─── Text segment ───

The Arctic's pristine landscape

Shell has announced this week that they have been forced to abandon exploratory drilling in Arctic for 2012. This follows the breakdown of a piece of oil recovery equipment known as the ‘containment cap’. The ‘cap’ is necessary in retrieving spilled oil for transfer to another ship in the eventuality of a spill.

So far Shell has been beset by problems in their attempts to explore the vast oil reserves that are believed to be stored beneath the Arctic seafloor. In June of this year they had to appeal to the American Environmental Protection Agency for an increase in the amount emissions allowed for both nitrogen oxides and ammonia.

Their drillship, the Noble Discoverer, was not capable of keeping emissions below the regulated threshold and so a 12 month revision was granted that allowed Shell to carry on drilling. In addition to these problems Shell’s oil-spill response ship, the Arctic Challenger took longer than anticipated to be ready for the Arctic and severe conditions and heavy ice through the summer have also hampered data collection efforts.

Now this week the MP led Environmental Audit Committee has called for a moratorium on all drilling in the Arctic amid fears that the plans in place to deal with any oil spill are insufficient. The main concerns surround the lack of infrastructure that would be needed in the Arctic to tackle a spill. In the report the committee have put forward ideas for the creation of an Arctic standard spill response as well as an Arctic environmental sanctuary.

It is likely Shell will contest the issues the committee has highlighted. Recently they made MP’s aware that if an oil spill was to occur then their spill containment equipment boasted “a combined capacity that exceeds the worst –case discharge potential of the well we are drilling”.

Shell plan to commence drilling again in the summer of 2013 but the potential for oil spills in a pristine environment will be an unresolved issue for many years to come.

─── Information provided ───

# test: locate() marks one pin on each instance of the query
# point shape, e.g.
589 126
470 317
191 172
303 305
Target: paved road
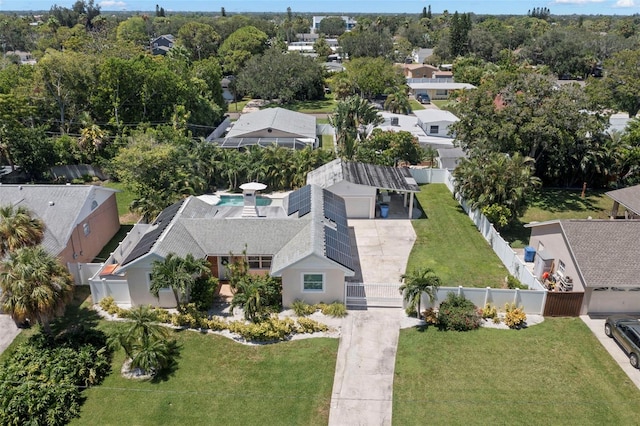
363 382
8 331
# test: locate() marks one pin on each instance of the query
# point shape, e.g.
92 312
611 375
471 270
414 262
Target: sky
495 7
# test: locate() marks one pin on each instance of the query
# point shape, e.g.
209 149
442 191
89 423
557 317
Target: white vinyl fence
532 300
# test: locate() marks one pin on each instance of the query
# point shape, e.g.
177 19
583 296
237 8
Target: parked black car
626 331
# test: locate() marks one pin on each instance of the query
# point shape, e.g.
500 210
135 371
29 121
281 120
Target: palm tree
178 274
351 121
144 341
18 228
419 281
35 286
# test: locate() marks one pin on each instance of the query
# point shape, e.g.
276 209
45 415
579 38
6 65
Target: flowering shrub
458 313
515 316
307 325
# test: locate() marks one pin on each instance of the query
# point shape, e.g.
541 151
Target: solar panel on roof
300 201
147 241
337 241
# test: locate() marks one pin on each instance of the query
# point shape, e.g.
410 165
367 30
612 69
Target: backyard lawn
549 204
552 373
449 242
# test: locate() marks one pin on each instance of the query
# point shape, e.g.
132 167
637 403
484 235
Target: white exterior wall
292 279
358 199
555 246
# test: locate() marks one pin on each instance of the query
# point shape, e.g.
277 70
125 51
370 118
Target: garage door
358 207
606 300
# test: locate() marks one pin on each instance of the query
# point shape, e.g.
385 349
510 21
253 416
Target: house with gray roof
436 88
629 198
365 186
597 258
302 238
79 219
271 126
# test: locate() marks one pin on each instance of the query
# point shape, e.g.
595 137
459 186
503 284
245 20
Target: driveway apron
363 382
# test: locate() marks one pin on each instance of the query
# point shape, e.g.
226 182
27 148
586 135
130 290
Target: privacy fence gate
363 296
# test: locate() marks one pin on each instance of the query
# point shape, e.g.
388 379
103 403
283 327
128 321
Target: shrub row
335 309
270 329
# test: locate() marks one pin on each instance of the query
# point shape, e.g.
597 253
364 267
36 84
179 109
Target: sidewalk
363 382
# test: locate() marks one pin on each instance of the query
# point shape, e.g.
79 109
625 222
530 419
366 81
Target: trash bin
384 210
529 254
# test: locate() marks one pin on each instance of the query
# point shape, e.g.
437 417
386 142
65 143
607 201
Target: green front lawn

───

What needs to be done:
According to the piece on Shell's Arctic drilling, what broken piece of equipment led Shell to abandon exploratory drilling in the Arctic for 2012? This listing was taken from a different source.

Answer to the problem:
The oil recovery equipment known as the "containment cap."